***** Data supplied
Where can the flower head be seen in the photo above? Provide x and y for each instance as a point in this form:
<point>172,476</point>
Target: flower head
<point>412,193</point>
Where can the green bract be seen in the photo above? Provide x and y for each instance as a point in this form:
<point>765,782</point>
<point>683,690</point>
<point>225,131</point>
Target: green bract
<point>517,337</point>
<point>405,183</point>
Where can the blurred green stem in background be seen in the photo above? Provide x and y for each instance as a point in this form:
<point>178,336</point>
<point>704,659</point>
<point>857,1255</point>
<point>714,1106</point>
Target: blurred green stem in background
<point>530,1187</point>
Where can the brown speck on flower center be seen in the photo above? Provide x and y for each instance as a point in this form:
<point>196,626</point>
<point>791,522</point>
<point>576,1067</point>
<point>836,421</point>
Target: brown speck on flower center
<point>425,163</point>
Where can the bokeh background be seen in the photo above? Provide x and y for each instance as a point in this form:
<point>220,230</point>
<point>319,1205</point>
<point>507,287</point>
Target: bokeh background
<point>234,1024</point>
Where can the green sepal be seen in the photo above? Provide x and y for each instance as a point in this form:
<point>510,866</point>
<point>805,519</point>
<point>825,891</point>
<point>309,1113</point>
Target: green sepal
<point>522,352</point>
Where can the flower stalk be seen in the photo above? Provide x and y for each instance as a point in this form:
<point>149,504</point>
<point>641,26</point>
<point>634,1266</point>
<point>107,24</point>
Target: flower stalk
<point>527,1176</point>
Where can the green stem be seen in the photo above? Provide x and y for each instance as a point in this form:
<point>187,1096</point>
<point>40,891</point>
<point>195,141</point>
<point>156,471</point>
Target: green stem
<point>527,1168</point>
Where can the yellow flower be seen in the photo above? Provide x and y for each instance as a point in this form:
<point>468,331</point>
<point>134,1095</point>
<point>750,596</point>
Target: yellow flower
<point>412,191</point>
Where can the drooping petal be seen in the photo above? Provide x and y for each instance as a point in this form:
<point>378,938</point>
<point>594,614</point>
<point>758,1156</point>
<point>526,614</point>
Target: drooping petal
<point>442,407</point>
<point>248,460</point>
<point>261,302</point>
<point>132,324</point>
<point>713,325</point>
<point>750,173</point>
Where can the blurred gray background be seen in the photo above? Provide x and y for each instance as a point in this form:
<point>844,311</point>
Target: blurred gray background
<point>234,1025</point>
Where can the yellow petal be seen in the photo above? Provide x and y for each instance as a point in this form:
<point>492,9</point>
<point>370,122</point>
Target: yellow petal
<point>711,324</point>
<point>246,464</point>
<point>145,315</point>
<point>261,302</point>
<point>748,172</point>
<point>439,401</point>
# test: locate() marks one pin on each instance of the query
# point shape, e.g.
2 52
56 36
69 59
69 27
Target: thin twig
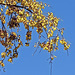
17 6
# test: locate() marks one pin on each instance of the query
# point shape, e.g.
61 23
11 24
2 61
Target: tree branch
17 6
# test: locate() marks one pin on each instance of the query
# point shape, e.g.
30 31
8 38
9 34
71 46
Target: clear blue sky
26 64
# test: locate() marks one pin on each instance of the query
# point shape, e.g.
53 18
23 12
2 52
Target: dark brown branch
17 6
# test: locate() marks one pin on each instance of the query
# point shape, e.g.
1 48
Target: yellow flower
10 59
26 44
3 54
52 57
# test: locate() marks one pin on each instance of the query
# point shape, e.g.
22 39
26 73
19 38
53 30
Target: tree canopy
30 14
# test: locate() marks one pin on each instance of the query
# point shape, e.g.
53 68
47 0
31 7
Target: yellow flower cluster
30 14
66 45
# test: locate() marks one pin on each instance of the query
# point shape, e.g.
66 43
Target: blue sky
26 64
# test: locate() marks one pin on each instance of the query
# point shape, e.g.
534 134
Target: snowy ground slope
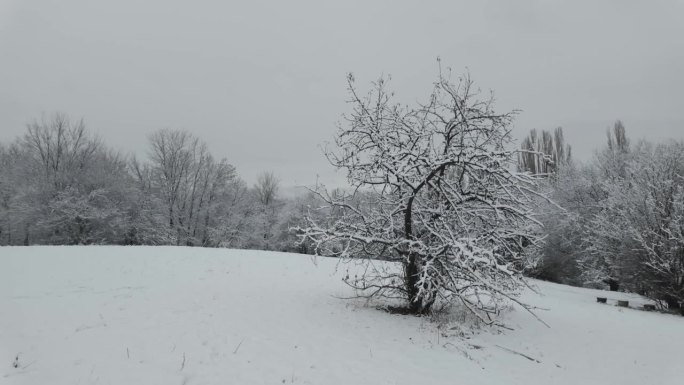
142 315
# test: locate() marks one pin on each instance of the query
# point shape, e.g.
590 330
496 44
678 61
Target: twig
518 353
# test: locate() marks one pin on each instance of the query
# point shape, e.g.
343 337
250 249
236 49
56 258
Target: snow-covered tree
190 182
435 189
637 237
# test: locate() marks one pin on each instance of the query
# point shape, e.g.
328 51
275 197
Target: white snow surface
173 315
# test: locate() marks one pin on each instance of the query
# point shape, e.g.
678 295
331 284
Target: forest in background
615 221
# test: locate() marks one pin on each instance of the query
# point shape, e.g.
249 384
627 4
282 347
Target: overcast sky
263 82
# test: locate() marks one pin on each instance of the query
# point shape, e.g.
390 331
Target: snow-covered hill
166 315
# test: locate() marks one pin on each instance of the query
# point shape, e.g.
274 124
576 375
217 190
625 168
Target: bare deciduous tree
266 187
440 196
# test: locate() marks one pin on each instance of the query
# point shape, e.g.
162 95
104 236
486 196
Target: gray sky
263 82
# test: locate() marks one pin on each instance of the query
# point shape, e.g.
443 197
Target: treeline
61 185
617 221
**********
***** Data supplied
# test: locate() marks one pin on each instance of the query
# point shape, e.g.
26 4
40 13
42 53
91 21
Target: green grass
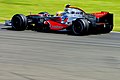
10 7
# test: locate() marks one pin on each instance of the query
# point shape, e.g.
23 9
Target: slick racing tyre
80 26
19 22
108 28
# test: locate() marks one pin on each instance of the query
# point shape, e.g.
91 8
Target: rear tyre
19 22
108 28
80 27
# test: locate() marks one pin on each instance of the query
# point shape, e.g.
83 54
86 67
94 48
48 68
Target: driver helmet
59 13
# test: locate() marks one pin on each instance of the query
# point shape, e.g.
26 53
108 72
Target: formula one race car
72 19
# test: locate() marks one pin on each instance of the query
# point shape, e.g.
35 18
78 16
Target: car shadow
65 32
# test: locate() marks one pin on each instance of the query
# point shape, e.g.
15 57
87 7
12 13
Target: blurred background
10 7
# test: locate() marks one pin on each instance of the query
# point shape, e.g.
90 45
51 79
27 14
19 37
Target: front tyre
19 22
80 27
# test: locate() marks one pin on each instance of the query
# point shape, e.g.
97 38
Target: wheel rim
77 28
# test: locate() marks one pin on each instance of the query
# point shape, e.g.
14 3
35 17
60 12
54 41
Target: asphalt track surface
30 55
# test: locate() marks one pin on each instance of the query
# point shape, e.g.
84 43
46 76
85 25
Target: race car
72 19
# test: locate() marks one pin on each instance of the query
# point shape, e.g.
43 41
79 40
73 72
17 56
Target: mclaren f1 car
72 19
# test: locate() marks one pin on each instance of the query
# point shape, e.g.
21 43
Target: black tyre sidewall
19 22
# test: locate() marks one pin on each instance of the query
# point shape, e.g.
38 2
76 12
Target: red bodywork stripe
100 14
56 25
**********
→ Task brief: Copy the records exactly, from the line containing "Where can the flower head" through the line containing "<point>412,193</point>", including both of those lines.

→ The response:
Where can the flower head be seen in the photo above? Provide x and y for each instance as a point in this form:
<point>172,476</point>
Target: flower head
<point>412,193</point>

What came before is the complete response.